Linear Transformation

A transformation (or mapping) \(T: \mathbb{R}^n \rightarrow \mathbb{R}^m \) is linear if
\(\forall u, v \in\mathbb{R}^m,\) and any scalars \(c\), the following two properties hold: \[T(u+v) = T(u) +T(v) \] \[T(cu) = cT(u)\]
For example, consider a matrix \(A \in \mathbb{R}^{m \times 3}\) and a vector \(x \in \mathbb{R}^3 \). Then, the matrix-vector product \(Ax\) is a linear transformation \(T: x \mapsto Ax\). To verify this, let \(u, v \in \mathbb{R}^3 \) and \(c\) be a scalar. Let's check the two conditions:

Vector addition: \[ \begin{align*} A(u+v) &= \begin{bmatrix} a_1 & a_2 & a_3 \end{bmatrix} \begin{bmatrix} u_1 + v_1 \\ u_2 + v_3 \\ u_3 + v_3 \end{bmatrix} \\\\ &= (u_1 + v_1)a_1 + (u_2 + v_2)a_2 + (u_3 + v_3)a_3 \\\\ &= (u_1a_1 + u_2a_2 + u_3a_3) + (v_1a_1 + v_2a_2 + v_3a_3) \\\\ &= Au + Av \end{align*} \]
Scalar multiplication: \[ \begin{align*} A(cu) &= \begin{bmatrix} a_1 & a_2 & a_3 \end{bmatrix} \begin{bmatrix} cu_1\\ cu_2 \\ cu_3 \end{bmatrix} \\\\ &= c(u_1a_1)+c(u_2a_2)+c(u_3a_3) \\\\ &= c(u_1a_1 + u_2a_2 + u_3a_3) \\\\ &= c(Au). \end{align*} \]
In general, the operations of vector addition and scalar multiplication are preserved under linear transformations.
In addition, if a transformation \(T\) is linear, then \[T(0)=0\] Also, for any scalar \(a, b\) and \(u, v\) is in the domain of \(T\), \[T(au + bv)=aT(u)+bT(v)\]

You probably learned following concepts somewhere in terms of functions \(f(x): \mathbb{R} \to \mathbb{R}\). Now, we would like to extend the definition to higher dimensions.

A mapping \(T: \mathbb{R}^n \to \mathbb{R}^m\) is said to be onto(surjective) \(\mathbb{R}^m\) if \[ \begin{align*} &\forall b \in \mathbb{R}^m, \\\\ &\exists \, x \in \mathbb{R}^n \text{s.t } T(x) = b. \end{align*} \] Equivalently, the range of \(T\) (the set of all outputs) is equal to the codomain \(\mathbb{R}^m\).

DATASET EXCERPT:
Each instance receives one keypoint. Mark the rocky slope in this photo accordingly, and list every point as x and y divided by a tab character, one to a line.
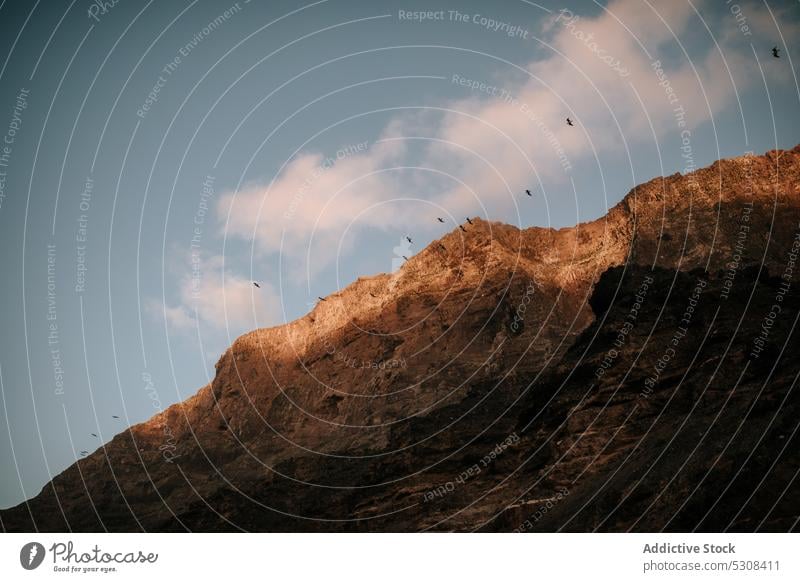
628	373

PROBLEMS TO WORK ON:
**A)** In the linear transformation text, what must the range of a mapping T equal for T to be onto?
**B)** Write the next part of the linear transformation text, starting after its final sentence.
The data above come from a separate source.

TASK-BY-TASK ANSWERS:
**A)** It must equal the codomain, ℝ^m.

**B)**
Theorem 1: In a matrix transformation("linear" transformation) \(T: \mathbb{R}^n \rightarrow \mathbb{R}^m \),

\(T\) maps \(\mathbb{R}^n\) onto \(\mathbb{R}^m \) iff the columns of a matrix \(A\) span \(\mathbb{R}^m\).

Note: This means that for each \(b \in \mathbb{R}^m\), the equation \(Ax =b \) has at lest one solution.

A mapping \(T: \mathbb{R}^n \to \mathbb{R}^m\) is said to be one-to-one(injective) if \[ \begin{align*} &\forall b \in \mathbb{R}^m, \forall u, v \in \mathbb{R}^n, \\\\ &T(u) = T(v) = b \Rightarrow u = v. \end{align*} \] Equivalently, for each \(b \in \mathbb{R}^m\), \(T(x) = b\) has either a unique solution or no solution at all.

Theorem 2: In a matrix transformation("linear" transformation) \(T: \mathbb{R}^n \rightarrow \mathbb{R}^m \),

\(T\) is one-to-one iff the columns of a matrix \(A\) are linearly independent (or, the homogeneous equation \(Ax =0\) has only the trivial solution).

Note: A linear transformation \(T\) is one-to-one iff \(\, T(x)=0\) has only the trivial solution(\(x = 0\)).
Since \(T\) is linear, \(T(0)=0\). If \(T\) is one-to-one, clearly \(T(x)=0\) has only trivial solution. Also, if \(T\) is not one-to-one, it is possible that for some different vectors \(u, v \in \mathbb{R}^n\), \( T(u) = T(v) = b\). Then since \(T\) is linear, \(T(u-v)=T(u)-T(v) =b - b =0\). The vector \(u-v\) is nonzero because \(u \neq v\). Thus \(T(x)=0\) has more than one solution.

Linearity in Mathematics

Essentially, we are not only talking about vectors and matrices. The linear transformation is one of the most fundamental ideas in mathematics. You have encountered this essential concept multiple times outside Linear Algebra. Let's briefly observe a few examples.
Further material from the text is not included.